— start Records for this exercise —

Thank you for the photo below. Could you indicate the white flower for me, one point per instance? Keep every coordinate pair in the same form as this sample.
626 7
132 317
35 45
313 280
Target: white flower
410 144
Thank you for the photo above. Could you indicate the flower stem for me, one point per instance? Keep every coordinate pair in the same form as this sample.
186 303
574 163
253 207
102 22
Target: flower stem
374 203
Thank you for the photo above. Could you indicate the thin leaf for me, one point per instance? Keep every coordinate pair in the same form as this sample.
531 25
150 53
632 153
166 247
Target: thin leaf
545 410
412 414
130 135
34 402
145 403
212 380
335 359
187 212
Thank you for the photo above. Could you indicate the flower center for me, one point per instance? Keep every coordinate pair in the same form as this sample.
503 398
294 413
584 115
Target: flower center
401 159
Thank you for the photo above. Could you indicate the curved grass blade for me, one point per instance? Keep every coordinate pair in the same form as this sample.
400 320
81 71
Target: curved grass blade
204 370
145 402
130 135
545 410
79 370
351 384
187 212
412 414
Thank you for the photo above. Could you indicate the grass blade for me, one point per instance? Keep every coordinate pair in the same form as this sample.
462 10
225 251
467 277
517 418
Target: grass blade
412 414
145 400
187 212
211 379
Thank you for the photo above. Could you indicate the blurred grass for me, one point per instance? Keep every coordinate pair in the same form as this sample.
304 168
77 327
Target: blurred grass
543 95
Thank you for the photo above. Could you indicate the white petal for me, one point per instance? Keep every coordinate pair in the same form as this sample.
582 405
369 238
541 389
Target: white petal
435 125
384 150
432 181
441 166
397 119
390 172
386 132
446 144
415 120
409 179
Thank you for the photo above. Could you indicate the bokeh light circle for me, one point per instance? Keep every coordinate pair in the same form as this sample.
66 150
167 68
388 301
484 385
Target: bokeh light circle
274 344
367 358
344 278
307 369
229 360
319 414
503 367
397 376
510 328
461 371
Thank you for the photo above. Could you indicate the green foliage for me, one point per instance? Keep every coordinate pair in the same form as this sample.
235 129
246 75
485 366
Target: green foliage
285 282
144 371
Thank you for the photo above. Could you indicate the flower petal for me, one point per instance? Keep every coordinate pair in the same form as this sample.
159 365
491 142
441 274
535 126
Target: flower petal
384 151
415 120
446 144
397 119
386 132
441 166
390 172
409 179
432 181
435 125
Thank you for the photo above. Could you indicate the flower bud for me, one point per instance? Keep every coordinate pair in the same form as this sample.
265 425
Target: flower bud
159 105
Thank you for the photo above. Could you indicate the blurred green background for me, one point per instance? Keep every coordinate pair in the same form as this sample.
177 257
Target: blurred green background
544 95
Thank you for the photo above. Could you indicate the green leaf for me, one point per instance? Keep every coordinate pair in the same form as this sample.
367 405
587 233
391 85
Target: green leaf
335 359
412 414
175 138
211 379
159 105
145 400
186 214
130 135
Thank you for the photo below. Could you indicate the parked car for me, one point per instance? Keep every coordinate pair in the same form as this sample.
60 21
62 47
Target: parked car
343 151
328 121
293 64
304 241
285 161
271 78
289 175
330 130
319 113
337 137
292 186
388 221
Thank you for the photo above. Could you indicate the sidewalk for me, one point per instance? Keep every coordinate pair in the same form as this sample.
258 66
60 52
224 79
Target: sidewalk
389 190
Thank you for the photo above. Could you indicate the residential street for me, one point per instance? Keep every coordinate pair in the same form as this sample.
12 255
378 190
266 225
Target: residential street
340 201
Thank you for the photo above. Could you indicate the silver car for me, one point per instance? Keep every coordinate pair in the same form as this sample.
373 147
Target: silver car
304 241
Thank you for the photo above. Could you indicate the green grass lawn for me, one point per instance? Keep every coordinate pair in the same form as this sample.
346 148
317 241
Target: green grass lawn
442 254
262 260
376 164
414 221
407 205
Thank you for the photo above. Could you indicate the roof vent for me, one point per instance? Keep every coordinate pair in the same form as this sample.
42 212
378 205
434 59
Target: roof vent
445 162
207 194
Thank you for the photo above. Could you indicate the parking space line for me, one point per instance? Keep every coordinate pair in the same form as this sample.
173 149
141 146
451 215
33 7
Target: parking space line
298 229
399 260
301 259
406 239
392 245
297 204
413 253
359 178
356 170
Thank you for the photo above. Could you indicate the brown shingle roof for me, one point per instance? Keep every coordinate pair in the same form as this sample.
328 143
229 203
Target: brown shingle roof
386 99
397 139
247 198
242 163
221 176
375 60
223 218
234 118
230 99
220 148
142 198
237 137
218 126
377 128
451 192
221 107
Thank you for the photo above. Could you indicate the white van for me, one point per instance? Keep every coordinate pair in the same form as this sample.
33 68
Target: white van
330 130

— end Records for this exercise —

▶ [Request]:
Emit the records above again, exactly, with no line skipped.

▶ [Result for this exercise]:
Thank you for the photo below. Could you indicate the white flower for me, one point per instance? Keep every coordinate pair in the same form as this sample.
626 7
132 317
35 45
313 280
Target: white flower
410 144
Thank you for the photo above. Could you indicate the flower stem for me, one point per instance? Keep every coordinate pair in the same form as this sample.
186 303
574 163
253 207
102 22
Target: flower stem
374 203
Thank you for the photo above. Could you indicate the thin leaf for me, one point per instance? Keep every coordinate pair in the same form as this sample.
531 25
150 53
632 153
166 247
Target: thin leaf
545 410
412 414
130 135
34 402
145 403
212 380
335 359
187 212
Thank you for the photo above. Could you indicate the flower center for me, one point per instance? Keep every coordinate pair in the same form as this sample.
503 398
294 413
584 115
Target: flower center
401 159
Thank you for the photo above. Could you indicate the curved grass blade for me, one point per instance? Keep every coordinate pair in the same form as this sample.
400 320
81 71
Target: curved grass blade
204 370
145 402
130 135
545 410
79 370
351 384
187 212
412 414
Thank you for the photo above. Could you indicate the grass blade for me, one point per instance? Keep every coordinate pair in the same form as this sample.
462 10
225 251
467 277
517 418
Target: grass blade
412 414
145 400
187 212
211 379
Thank you for the photo above. Could you indicate the blurred grass for me, one point per instance? Keep every coordinate pair in the same form as this sample.
304 168
77 327
Target: blurred grass
543 95
Thank you for the photo above. Could you indicate the white petal for me, one point per instance? Keep every coordinate pair in the same form as this sample.
582 405
369 238
541 389
Target: white petal
435 125
384 150
432 181
441 166
397 119
390 172
386 132
446 144
415 120
409 179
Thank you for the photo above. Could you indicate the bokeh light circle for me, one point per instance? Keep every coordinate pair in the same form as this sample.
66 150
167 68
388 301
484 385
Target: bokeh light circle
274 344
367 358
344 278
307 369
229 360
319 414
503 367
397 376
510 328
461 371
Thank you for the photo above. Could you indicate the green foliage for me, one point per instance? Keep every coordinate pair in the same form as this sample.
235 129
246 75
485 366
Target: green foliage
285 282
144 371
Thank you for the photo above. Could you indicate the flower petal for me, one point per instance? Keep every coordinate pair in the same form as this sample.
159 365
491 142
441 274
535 126
Target: flower petal
384 151
415 120
446 144
397 119
386 132
441 166
390 172
409 179
432 181
435 125
Thank you for the photo above. Could you indicate the flower bud for me, one point per instance? Keep every coordinate pair in the same form as this sample.
265 425
Target: flower bud
159 105
Thank you for the photo above. Could you indicate the blurred green background for me, one point per instance? Keep every coordinate pair in the same form as this sample.
177 257
Target: blurred green background
544 95
Thank you for the photo above. Could you indicate the green leaf for me, one point per instance? Keep every coordinate pair in the same form as this sample.
367 405
587 233
391 85
Target: green leaf
335 359
412 414
175 138
211 379
159 105
145 400
186 214
130 135
Thank you for the photo below. Could you indicate the parked car for me, one point per instance? Keep every coordinate pair in the same form as this sample.
60 21
62 47
Target: parked car
343 151
328 121
293 64
304 241
285 161
271 78
289 175
330 130
319 113
337 137
292 186
388 221
Thank you for the photo above. Could you indicate the sidewalk for me, one point per instance? Keep every coordinate pair in the same form as this sample.
258 66
60 52
224 79
Target: sidewalk
389 190
Thank you for the photo above. Could you indicate the residential street for me, one point per instance? Keep every coordinate pair in the same form as this sample.
12 255
378 190
266 225
Target: residential street
340 201
Thank you for the photo above. Could you indicate the silver car for me, one point per instance? Keep every coordinate pair in the same form as this sample.
373 147
Target: silver car
304 241
Thank you for the photo above. Could you indicate the green grass lawn for me, one point per instance? Keep every coordinate pair in the same form as this sample.
346 148
317 241
Target: green grass lawn
442 254
262 260
376 164
414 221
407 205
Thank you for the photo above. Could you indicate the roof vent for me, one point per instance? Keep every coordinate pair in the same form as this sample.
42 212
378 205
434 59
Target: roof vent
445 162
207 194
Thank you for the photo above. Could you indicate the parking space line for me, one point per instance? Keep every coordinate pair in the same form as this sample.
173 149
141 146
451 215
33 7
Target: parking space line
298 229
399 260
301 259
406 239
392 245
297 204
413 253
359 178
356 170
Thank you for the photo above. Could you indicate the brown shingle roof for me, one point per instance? Keep every coordinate pair in the same form as this sample.
328 143
229 203
Target: brown shingle roof
386 99
397 139
247 198
242 163
221 176
375 60
223 218
234 118
230 99
220 148
142 198
237 137
218 126
377 128
451 192
221 107
Thank you for the photo above. Could you indicate the white van for me, one point per instance? Keep every coordinate pair in the same form as this sample.
33 68
Target: white van
330 130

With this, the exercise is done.